Whatever lies between the line that holds "Pin every instance of the grass." and the final line of the records below, both included, should be repeated exactly; leave out the pictures and add nothing.
┌─ Extracted entries
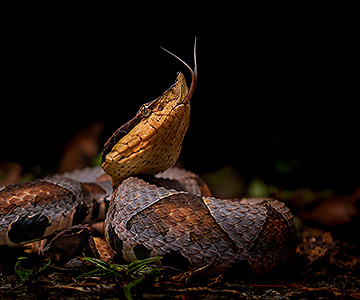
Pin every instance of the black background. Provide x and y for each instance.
(269, 93)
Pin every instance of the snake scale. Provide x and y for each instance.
(171, 214)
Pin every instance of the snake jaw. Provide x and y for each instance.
(152, 140)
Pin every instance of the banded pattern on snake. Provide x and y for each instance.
(171, 214)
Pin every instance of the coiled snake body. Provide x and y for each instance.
(171, 214)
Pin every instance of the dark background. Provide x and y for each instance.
(277, 100)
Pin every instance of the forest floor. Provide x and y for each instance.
(326, 264)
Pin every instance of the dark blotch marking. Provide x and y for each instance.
(96, 210)
(81, 211)
(176, 260)
(141, 252)
(115, 243)
(28, 229)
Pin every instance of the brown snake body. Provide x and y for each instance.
(171, 215)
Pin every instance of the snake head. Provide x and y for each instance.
(151, 141)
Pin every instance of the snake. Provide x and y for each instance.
(151, 208)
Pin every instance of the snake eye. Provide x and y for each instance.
(145, 111)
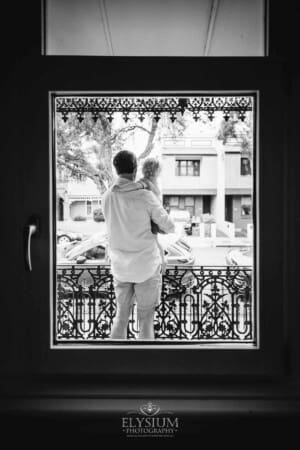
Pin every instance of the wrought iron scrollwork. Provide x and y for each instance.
(206, 304)
(157, 105)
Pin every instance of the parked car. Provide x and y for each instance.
(93, 249)
(240, 257)
(63, 237)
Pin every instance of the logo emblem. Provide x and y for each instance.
(149, 409)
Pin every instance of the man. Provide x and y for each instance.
(134, 254)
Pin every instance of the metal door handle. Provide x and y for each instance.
(31, 229)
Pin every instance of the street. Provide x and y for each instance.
(204, 255)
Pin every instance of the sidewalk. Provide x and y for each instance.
(196, 241)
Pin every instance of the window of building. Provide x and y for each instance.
(174, 201)
(89, 207)
(246, 206)
(187, 168)
(245, 166)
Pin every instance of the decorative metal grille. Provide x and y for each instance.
(156, 105)
(207, 304)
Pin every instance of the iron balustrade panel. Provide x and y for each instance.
(206, 304)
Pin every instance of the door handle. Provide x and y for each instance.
(32, 228)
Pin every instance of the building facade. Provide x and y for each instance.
(197, 177)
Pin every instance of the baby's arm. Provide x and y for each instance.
(162, 255)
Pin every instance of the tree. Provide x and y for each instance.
(234, 128)
(85, 148)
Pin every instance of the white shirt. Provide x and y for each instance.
(132, 246)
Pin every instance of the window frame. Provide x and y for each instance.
(211, 362)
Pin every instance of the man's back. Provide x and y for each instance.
(132, 246)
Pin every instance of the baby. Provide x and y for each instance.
(151, 169)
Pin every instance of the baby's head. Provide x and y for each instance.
(151, 168)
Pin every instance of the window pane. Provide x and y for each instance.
(208, 289)
(155, 28)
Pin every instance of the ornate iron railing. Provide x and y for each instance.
(96, 105)
(207, 304)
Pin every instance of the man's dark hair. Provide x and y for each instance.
(125, 162)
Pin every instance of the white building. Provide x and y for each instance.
(202, 176)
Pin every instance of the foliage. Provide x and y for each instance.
(234, 128)
(85, 149)
(79, 218)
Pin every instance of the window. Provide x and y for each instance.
(187, 168)
(174, 201)
(210, 307)
(88, 207)
(246, 206)
(245, 166)
(156, 28)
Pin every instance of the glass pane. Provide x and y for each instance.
(207, 293)
(155, 28)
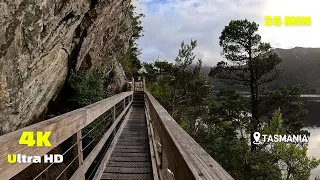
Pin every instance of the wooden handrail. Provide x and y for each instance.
(186, 158)
(62, 127)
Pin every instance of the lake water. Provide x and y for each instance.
(312, 124)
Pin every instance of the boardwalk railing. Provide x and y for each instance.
(65, 126)
(174, 153)
(178, 155)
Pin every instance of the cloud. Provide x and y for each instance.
(169, 22)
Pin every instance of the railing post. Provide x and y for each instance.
(78, 148)
(114, 119)
(144, 83)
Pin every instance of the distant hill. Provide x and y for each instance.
(300, 65)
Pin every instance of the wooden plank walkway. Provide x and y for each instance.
(130, 158)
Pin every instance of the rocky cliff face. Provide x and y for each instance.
(42, 41)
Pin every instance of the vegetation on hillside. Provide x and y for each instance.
(223, 127)
(130, 61)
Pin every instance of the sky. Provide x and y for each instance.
(169, 22)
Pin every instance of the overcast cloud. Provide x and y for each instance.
(169, 22)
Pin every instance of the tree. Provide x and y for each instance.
(180, 86)
(252, 63)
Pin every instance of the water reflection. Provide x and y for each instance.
(314, 149)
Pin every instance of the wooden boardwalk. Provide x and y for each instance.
(130, 158)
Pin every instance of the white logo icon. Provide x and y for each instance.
(256, 137)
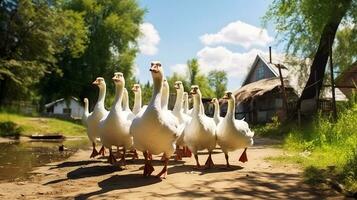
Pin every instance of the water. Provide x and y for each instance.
(17, 158)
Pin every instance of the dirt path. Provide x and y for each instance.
(83, 178)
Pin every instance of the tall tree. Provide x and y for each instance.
(113, 29)
(310, 26)
(218, 81)
(32, 33)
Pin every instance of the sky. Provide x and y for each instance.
(221, 34)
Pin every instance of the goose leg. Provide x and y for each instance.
(209, 163)
(111, 158)
(102, 151)
(243, 158)
(197, 162)
(226, 156)
(163, 172)
(148, 168)
(94, 152)
(135, 154)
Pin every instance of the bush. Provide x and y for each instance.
(9, 128)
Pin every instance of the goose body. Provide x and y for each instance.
(99, 112)
(153, 132)
(217, 113)
(86, 112)
(114, 129)
(233, 134)
(125, 103)
(200, 133)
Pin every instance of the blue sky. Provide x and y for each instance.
(222, 34)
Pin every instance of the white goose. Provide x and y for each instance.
(217, 113)
(200, 134)
(86, 112)
(185, 104)
(154, 132)
(183, 119)
(233, 134)
(114, 128)
(125, 105)
(94, 117)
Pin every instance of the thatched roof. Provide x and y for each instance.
(258, 88)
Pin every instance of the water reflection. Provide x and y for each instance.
(18, 158)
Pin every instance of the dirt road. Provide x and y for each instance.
(82, 178)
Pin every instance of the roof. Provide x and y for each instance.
(59, 100)
(258, 88)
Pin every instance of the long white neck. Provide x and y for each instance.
(165, 98)
(118, 98)
(126, 101)
(231, 110)
(101, 97)
(217, 113)
(185, 105)
(197, 105)
(156, 94)
(137, 102)
(179, 101)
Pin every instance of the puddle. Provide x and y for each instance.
(17, 158)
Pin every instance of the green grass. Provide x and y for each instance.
(328, 149)
(33, 125)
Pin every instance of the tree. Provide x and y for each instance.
(113, 27)
(218, 81)
(32, 33)
(309, 27)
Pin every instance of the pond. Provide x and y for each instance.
(18, 158)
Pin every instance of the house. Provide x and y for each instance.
(65, 108)
(260, 98)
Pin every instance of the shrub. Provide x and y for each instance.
(9, 128)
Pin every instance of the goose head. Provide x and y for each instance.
(136, 88)
(156, 70)
(99, 81)
(214, 101)
(178, 86)
(228, 96)
(118, 79)
(195, 92)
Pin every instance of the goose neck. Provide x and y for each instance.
(118, 98)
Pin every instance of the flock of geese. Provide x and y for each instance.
(154, 129)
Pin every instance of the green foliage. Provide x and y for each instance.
(323, 144)
(113, 27)
(32, 33)
(218, 80)
(300, 24)
(9, 128)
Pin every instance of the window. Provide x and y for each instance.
(66, 111)
(260, 72)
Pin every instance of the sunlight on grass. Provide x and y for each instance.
(33, 125)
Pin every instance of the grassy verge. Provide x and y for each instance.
(326, 150)
(33, 125)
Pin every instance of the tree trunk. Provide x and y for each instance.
(317, 69)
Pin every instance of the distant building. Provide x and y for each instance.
(62, 108)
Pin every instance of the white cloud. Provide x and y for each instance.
(238, 33)
(235, 64)
(179, 68)
(149, 39)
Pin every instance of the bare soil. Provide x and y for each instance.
(82, 178)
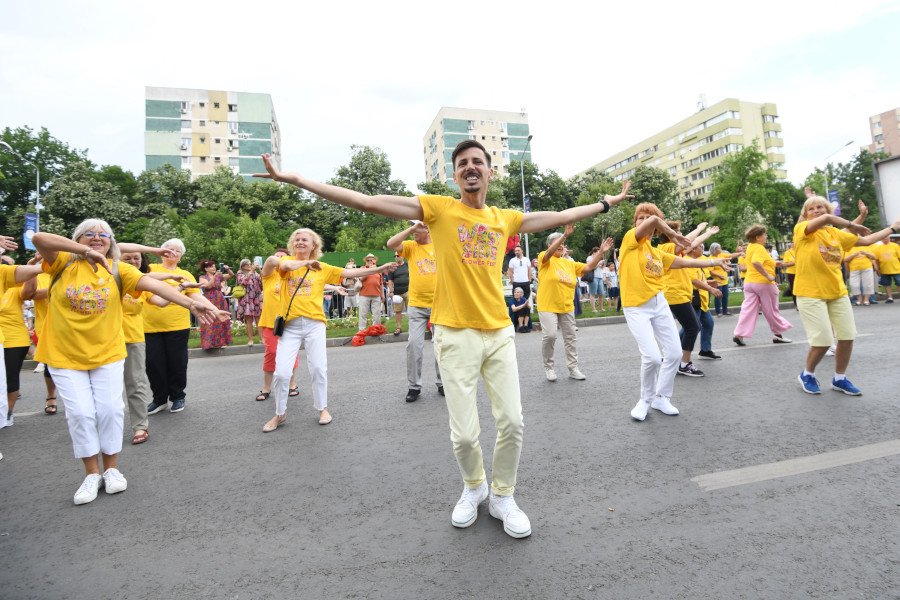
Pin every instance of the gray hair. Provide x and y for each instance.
(89, 224)
(174, 244)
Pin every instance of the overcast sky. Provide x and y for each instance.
(593, 80)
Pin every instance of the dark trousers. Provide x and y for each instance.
(686, 315)
(167, 364)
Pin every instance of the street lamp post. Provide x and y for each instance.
(522, 177)
(37, 204)
(826, 167)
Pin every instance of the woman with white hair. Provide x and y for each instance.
(556, 299)
(166, 332)
(83, 346)
(303, 280)
(820, 291)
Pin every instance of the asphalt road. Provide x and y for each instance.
(361, 508)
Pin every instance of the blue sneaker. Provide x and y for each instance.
(810, 384)
(155, 407)
(845, 386)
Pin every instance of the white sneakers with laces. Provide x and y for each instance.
(515, 522)
(466, 510)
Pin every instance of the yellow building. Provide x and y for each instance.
(691, 149)
(503, 134)
(200, 130)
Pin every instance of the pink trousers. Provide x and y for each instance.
(766, 296)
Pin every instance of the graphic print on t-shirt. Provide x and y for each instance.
(479, 244)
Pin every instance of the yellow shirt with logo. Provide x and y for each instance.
(271, 299)
(861, 262)
(12, 321)
(308, 301)
(422, 272)
(469, 245)
(132, 321)
(159, 319)
(83, 329)
(641, 267)
(819, 257)
(558, 278)
(790, 256)
(676, 282)
(758, 253)
(888, 258)
(7, 280)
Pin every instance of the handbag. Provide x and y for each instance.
(278, 327)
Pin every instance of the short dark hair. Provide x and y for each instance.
(465, 145)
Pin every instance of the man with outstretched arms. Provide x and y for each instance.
(419, 253)
(473, 331)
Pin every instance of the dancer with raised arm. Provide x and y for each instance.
(473, 333)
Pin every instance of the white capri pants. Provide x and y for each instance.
(309, 333)
(653, 327)
(862, 280)
(95, 411)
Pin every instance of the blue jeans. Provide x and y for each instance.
(722, 303)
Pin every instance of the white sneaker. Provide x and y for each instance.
(664, 405)
(89, 488)
(515, 522)
(466, 510)
(114, 481)
(639, 412)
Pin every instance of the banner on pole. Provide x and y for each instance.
(30, 230)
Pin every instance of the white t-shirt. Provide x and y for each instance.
(520, 269)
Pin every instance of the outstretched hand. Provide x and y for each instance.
(271, 172)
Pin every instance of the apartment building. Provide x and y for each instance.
(885, 130)
(200, 130)
(503, 134)
(693, 148)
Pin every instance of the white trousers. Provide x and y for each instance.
(4, 402)
(653, 328)
(309, 333)
(95, 411)
(415, 346)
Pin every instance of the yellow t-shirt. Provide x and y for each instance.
(558, 277)
(422, 272)
(308, 301)
(83, 329)
(132, 321)
(861, 262)
(469, 245)
(888, 258)
(158, 319)
(271, 299)
(7, 280)
(12, 321)
(676, 282)
(819, 257)
(641, 267)
(758, 253)
(41, 306)
(790, 256)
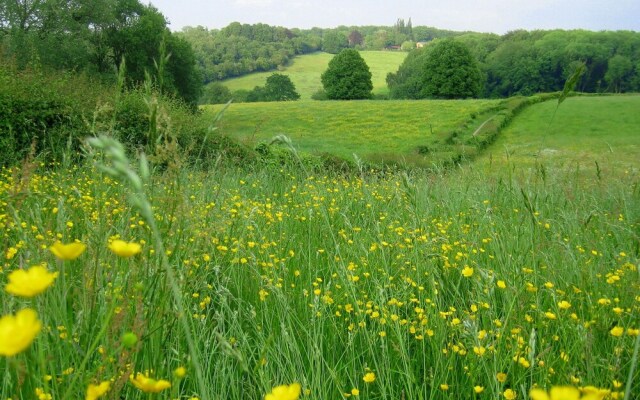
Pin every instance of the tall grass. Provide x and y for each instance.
(434, 283)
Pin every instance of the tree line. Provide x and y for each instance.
(94, 37)
(239, 49)
(524, 63)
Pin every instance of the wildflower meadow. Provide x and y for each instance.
(121, 281)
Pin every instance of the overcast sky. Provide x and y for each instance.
(499, 16)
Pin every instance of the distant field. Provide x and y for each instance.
(370, 129)
(305, 72)
(584, 131)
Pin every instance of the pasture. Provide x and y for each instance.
(585, 131)
(305, 72)
(372, 130)
(468, 283)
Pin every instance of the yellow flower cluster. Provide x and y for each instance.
(284, 392)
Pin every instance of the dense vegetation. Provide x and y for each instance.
(475, 283)
(347, 77)
(95, 37)
(524, 63)
(240, 49)
(305, 72)
(185, 266)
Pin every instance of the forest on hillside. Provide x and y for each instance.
(94, 37)
(516, 63)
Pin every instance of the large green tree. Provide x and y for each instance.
(94, 36)
(334, 41)
(406, 83)
(347, 77)
(280, 88)
(451, 72)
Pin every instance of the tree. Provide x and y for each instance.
(334, 41)
(355, 39)
(451, 72)
(215, 93)
(280, 88)
(406, 83)
(619, 73)
(347, 77)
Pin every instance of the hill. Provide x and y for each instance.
(584, 131)
(428, 132)
(305, 72)
(402, 131)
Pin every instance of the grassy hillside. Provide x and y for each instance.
(305, 72)
(584, 131)
(373, 130)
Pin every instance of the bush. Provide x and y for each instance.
(215, 93)
(320, 95)
(43, 113)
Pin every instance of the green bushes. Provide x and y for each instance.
(40, 114)
(49, 115)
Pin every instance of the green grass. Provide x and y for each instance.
(423, 280)
(373, 130)
(255, 277)
(584, 131)
(305, 72)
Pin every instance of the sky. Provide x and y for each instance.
(497, 16)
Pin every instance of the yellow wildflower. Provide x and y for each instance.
(125, 249)
(617, 331)
(96, 391)
(593, 393)
(31, 282)
(42, 395)
(556, 393)
(17, 332)
(369, 377)
(69, 251)
(284, 392)
(149, 385)
(564, 305)
(180, 372)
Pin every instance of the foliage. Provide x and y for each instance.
(305, 72)
(347, 77)
(376, 131)
(239, 49)
(42, 115)
(450, 72)
(95, 36)
(407, 82)
(280, 88)
(48, 116)
(277, 88)
(333, 42)
(525, 63)
(403, 285)
(216, 93)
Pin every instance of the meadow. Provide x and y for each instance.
(305, 72)
(583, 132)
(487, 280)
(372, 130)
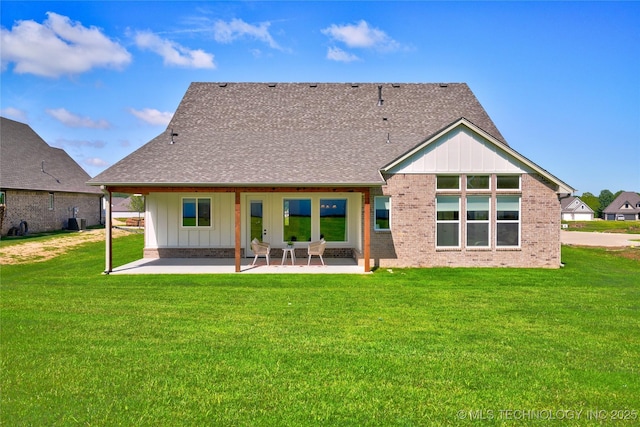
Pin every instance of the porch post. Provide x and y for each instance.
(367, 231)
(108, 232)
(238, 235)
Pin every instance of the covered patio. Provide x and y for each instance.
(227, 265)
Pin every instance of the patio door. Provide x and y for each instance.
(256, 223)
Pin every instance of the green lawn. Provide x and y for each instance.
(402, 347)
(629, 227)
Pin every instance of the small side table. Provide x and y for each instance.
(292, 252)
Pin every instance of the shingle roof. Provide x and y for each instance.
(618, 203)
(567, 204)
(294, 133)
(22, 153)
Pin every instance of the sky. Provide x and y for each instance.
(561, 80)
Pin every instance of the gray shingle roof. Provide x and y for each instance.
(294, 133)
(22, 152)
(633, 199)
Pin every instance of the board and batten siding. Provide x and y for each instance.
(461, 151)
(164, 222)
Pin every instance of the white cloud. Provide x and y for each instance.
(226, 32)
(337, 54)
(15, 114)
(361, 35)
(173, 53)
(58, 47)
(152, 116)
(73, 120)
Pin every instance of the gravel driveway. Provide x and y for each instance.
(581, 238)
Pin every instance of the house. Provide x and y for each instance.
(41, 187)
(574, 209)
(624, 207)
(393, 175)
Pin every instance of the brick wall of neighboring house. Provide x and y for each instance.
(33, 207)
(412, 240)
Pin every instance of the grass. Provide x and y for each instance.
(629, 227)
(406, 347)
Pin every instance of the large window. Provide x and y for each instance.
(508, 221)
(382, 208)
(196, 212)
(333, 219)
(478, 221)
(448, 221)
(296, 220)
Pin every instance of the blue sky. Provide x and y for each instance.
(561, 80)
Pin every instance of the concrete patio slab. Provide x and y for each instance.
(227, 266)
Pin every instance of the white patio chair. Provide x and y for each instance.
(260, 249)
(316, 248)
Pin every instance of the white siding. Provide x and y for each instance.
(164, 223)
(461, 151)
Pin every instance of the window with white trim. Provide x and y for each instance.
(448, 221)
(333, 220)
(508, 221)
(196, 212)
(478, 182)
(478, 219)
(382, 213)
(448, 182)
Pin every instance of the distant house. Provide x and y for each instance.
(574, 209)
(392, 175)
(624, 207)
(41, 186)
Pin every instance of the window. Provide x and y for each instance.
(196, 212)
(447, 182)
(508, 182)
(333, 219)
(297, 220)
(508, 221)
(478, 221)
(382, 208)
(478, 182)
(448, 221)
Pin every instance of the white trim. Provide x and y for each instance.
(562, 187)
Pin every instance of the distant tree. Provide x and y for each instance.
(605, 198)
(137, 204)
(592, 201)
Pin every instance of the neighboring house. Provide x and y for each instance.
(121, 208)
(41, 186)
(574, 209)
(406, 175)
(624, 207)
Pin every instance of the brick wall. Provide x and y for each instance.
(33, 207)
(411, 242)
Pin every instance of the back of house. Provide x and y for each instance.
(393, 175)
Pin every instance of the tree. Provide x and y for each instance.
(605, 198)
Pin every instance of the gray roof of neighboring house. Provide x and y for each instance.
(618, 203)
(22, 153)
(294, 133)
(568, 206)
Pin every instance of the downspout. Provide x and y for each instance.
(108, 231)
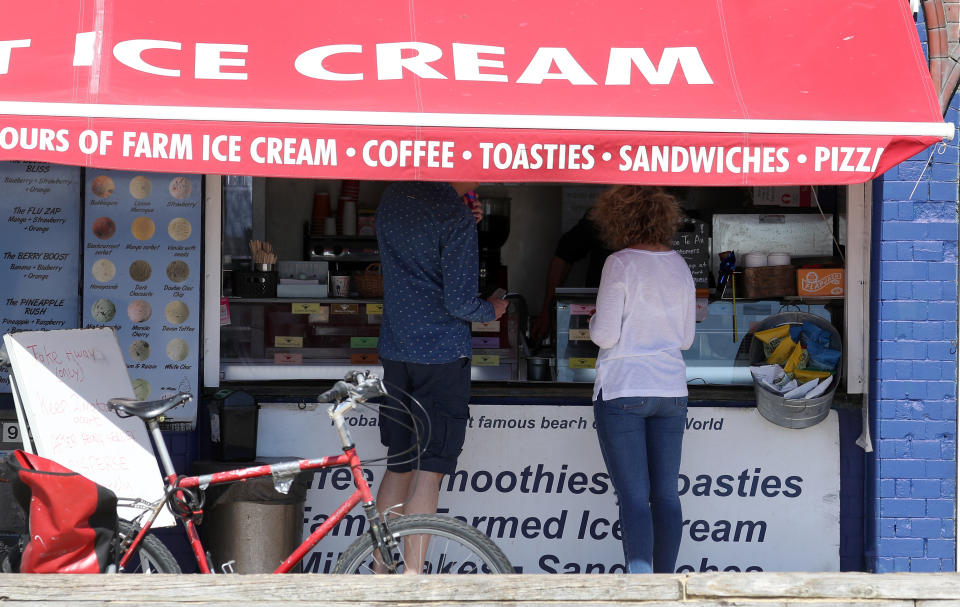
└─
## Answer:
Pin every instance of the grass. Provide x and y for each instance.
(629, 227)
(406, 347)
Pin every instance of the large window. Provide x and y for each instance.
(508, 221)
(382, 208)
(196, 212)
(333, 219)
(478, 221)
(448, 221)
(296, 220)
Pin every instance of the blue sky. Provide x and y for each instance.
(561, 80)
Pin every instance of the concrete patio slab. Provide x and y for each instance.
(227, 266)
Pin every instance of the white patio chair. Provide x and y for each instance.
(260, 249)
(316, 248)
Pin every instance of the white siding. Provide x and y for each instance.
(164, 223)
(461, 151)
Pin every instance of the window with white trim. Provide x and y for each instance.
(448, 221)
(333, 220)
(508, 221)
(196, 212)
(478, 182)
(478, 219)
(382, 213)
(448, 182)
Pin every instance of the distant house. Provide x and y for each instance.
(574, 209)
(392, 175)
(624, 207)
(41, 186)
Pin every instance of the window. Provide x and y for each instance.
(196, 212)
(447, 182)
(508, 182)
(333, 219)
(297, 220)
(508, 221)
(478, 221)
(382, 208)
(478, 182)
(448, 221)
Pin every instance of the white trim. Provide x and y for each instance.
(562, 187)
Pin every instance of the distant tree. Provide x and y for each instance.
(605, 198)
(137, 204)
(592, 201)
Pin every instance of the neighboring house. Provide x and y for each instance.
(121, 208)
(41, 186)
(574, 209)
(406, 175)
(624, 207)
Pin every instance of the brick wall. Provide x and y for each instance.
(33, 207)
(411, 242)
Pin every instance of the back of house. Provide x and y for each instance.
(393, 175)
Pin every instance of the tree. Provide x and y for each instance.
(605, 198)
Pin every instance of the gray roof of neighboring house. Provide x and y for each instance.
(618, 203)
(22, 153)
(294, 133)
(568, 206)
Pin every instance of the downspout. Provide x and y for each instance.
(108, 231)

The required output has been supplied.